Would you write out, word for word, each line of the records below from the top through the one holding "260L625 361L676 426L847"?
+++ Task inputs +++
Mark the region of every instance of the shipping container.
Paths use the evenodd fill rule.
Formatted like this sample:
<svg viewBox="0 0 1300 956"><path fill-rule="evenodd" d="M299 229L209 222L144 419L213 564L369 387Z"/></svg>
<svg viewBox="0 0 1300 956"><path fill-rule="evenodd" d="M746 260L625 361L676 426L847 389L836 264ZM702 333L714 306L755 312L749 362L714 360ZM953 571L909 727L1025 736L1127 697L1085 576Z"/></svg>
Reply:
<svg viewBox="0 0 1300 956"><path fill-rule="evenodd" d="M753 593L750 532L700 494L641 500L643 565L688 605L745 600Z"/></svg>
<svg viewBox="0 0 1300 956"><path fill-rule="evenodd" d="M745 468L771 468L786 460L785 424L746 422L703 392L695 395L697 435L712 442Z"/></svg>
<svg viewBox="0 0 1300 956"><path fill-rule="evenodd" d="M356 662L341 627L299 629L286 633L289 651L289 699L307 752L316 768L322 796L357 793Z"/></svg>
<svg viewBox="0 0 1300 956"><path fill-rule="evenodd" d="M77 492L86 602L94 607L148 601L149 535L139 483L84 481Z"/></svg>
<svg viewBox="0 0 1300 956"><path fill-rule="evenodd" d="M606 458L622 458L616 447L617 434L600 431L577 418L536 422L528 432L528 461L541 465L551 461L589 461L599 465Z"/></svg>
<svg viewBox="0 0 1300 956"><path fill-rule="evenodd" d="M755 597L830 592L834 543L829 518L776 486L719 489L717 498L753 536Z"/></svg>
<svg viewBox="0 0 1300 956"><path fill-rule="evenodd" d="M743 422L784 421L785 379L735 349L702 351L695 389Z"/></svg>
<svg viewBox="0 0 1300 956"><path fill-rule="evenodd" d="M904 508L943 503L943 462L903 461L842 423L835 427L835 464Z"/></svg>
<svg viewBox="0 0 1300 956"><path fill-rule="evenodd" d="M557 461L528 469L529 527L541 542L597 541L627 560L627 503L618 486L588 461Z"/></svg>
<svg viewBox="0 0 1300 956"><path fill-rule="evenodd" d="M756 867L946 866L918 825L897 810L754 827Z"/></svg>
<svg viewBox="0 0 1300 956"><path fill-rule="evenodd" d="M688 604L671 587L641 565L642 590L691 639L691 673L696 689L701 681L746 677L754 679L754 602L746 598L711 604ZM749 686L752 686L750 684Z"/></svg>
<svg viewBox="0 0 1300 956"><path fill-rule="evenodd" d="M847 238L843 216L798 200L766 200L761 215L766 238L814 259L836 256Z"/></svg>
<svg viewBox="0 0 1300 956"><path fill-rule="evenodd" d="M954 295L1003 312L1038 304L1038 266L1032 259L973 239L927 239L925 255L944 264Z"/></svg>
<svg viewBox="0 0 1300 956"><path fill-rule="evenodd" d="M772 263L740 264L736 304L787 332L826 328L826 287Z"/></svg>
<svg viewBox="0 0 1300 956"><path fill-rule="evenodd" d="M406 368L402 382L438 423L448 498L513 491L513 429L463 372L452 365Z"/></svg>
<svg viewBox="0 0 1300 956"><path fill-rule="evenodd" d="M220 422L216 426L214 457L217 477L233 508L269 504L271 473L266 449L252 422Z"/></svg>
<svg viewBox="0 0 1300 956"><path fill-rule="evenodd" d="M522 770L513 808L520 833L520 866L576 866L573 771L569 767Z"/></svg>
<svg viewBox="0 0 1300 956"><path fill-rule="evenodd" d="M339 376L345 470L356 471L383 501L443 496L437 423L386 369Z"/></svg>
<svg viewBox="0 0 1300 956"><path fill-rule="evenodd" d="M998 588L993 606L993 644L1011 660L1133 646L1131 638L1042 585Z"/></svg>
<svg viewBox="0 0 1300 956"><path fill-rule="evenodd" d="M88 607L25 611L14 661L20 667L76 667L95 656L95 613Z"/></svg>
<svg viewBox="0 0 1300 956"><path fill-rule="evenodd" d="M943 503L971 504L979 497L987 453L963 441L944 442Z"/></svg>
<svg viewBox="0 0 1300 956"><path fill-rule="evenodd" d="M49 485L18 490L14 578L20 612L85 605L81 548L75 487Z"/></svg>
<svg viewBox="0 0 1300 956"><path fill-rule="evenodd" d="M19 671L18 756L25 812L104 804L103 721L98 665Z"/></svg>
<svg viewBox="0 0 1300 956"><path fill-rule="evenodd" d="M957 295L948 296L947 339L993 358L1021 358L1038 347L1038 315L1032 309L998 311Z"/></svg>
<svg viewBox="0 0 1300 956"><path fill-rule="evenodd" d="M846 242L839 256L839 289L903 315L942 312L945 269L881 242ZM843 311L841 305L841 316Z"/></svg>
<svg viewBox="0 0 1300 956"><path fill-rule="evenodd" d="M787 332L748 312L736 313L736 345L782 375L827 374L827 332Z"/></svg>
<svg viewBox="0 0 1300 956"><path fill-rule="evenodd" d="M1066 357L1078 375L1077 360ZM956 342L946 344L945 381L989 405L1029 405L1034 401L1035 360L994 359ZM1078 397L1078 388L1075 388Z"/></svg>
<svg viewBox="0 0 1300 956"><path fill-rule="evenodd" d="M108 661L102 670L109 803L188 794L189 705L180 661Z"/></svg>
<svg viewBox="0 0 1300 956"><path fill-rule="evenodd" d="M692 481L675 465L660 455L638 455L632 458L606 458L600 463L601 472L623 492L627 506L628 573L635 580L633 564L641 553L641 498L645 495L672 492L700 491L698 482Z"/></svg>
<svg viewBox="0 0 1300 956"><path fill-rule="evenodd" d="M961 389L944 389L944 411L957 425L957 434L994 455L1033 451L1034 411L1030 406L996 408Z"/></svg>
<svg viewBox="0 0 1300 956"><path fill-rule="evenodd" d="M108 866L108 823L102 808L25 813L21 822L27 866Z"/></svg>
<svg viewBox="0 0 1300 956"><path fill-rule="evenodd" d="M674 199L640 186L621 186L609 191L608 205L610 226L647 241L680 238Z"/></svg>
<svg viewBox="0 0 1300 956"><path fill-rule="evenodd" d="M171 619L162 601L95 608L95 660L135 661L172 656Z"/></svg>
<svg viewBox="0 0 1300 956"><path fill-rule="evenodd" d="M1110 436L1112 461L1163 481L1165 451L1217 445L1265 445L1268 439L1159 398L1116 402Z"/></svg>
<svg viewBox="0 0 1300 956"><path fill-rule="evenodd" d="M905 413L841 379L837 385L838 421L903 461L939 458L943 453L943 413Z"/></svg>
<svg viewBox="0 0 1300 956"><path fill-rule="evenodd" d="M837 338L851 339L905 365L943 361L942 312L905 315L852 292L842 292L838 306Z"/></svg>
+++
● Solution to this exercise
Mark the region of every instance of the shipping container.
Paths use the evenodd fill rule.
Formatted like this sample:
<svg viewBox="0 0 1300 956"><path fill-rule="evenodd" d="M299 229L209 222L144 419L213 564L369 387Z"/></svg>
<svg viewBox="0 0 1300 956"><path fill-rule="evenodd" d="M746 260L625 361L676 426L847 389L836 264ZM702 333L714 306L755 312L749 362L714 360ZM953 571L909 727L1025 736L1127 697L1085 576Z"/></svg>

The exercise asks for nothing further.